↓
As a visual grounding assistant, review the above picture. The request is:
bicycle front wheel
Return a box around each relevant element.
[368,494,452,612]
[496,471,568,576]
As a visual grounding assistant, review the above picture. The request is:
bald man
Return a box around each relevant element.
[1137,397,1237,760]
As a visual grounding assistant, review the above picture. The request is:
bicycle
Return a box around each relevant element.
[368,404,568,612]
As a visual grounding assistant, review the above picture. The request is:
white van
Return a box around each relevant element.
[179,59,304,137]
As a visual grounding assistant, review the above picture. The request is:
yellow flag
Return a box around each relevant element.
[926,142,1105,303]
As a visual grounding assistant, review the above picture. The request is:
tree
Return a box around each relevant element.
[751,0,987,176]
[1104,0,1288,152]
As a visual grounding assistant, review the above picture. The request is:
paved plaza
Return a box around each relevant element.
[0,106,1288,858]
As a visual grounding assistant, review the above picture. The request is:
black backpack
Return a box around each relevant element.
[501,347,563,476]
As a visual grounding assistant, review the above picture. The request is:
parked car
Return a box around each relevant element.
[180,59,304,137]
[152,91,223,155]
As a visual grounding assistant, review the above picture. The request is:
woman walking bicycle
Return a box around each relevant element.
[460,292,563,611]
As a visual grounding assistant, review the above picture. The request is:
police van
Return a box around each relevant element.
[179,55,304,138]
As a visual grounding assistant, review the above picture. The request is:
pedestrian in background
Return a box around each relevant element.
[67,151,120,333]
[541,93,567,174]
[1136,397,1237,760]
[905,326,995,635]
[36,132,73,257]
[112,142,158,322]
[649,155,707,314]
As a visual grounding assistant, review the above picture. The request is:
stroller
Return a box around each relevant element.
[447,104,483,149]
↑
» **INSTRUCTIONS TO FOLLOW**: Copy all of the data above, swapping each "bicycle" for "bike" and leaving everything else unchanged.

» **REPLY TO THE TASK**:
As a visual grounding assistant, review the above picture. The request is:
bike front wheel
Return a box around each relevant element.
[368,494,452,612]
[496,471,568,576]
As a visual grounding assistant, review the above picture. The request is:
bald man
Return a box around each relevant element.
[1137,397,1237,760]
As a visual grounding assistant, review the above picture. The request is:
bike
Return a box around each relevant element.
[368,404,568,612]
As a visual grounding assistant, review the above picture. The request is:
white van
Return a box around each relevant element.
[179,59,304,137]
As a visual grounding assistant, review the above picture. The request is:
yellow flag
Return a box around each relevant element.
[926,142,1105,303]
As a visual grounding assistant, review the above picture. The request is:
tree
Return a box around each relevant element.
[751,0,987,176]
[1104,0,1288,152]
As a visual grounding assistant, review the above picture. The request is:
paved plaza
Return a box around each relevant element.
[0,106,1288,858]
As a visual grounding assistant, review the above picture. The request is:
black backpack
Return a box around each relevant element.
[501,347,563,476]
As a visual grounding assistant, review the above picture. The request is:
parked car
Return a box around each relevant element.
[180,59,304,137]
[152,91,223,155]
As a visual grounding assistant, review the above picture. The request is:
woman walking bike
Return a box around each relevant element.
[460,292,563,611]
As a visual grounding assistant, review the above picture. The request is:
police van
Return a box around each relevant element.
[179,55,304,138]
As a visual grounding assistant, review the above picture. The request is:
pedestrian in background
Return a box around each relevant element.
[67,151,120,333]
[541,93,567,174]
[1136,397,1237,760]
[905,326,995,635]
[36,132,73,257]
[112,142,158,322]
[649,155,707,314]
As a visual grounding assistant, review the above picture. The request is:
stroller
Return a box around each relevant element.
[447,104,483,149]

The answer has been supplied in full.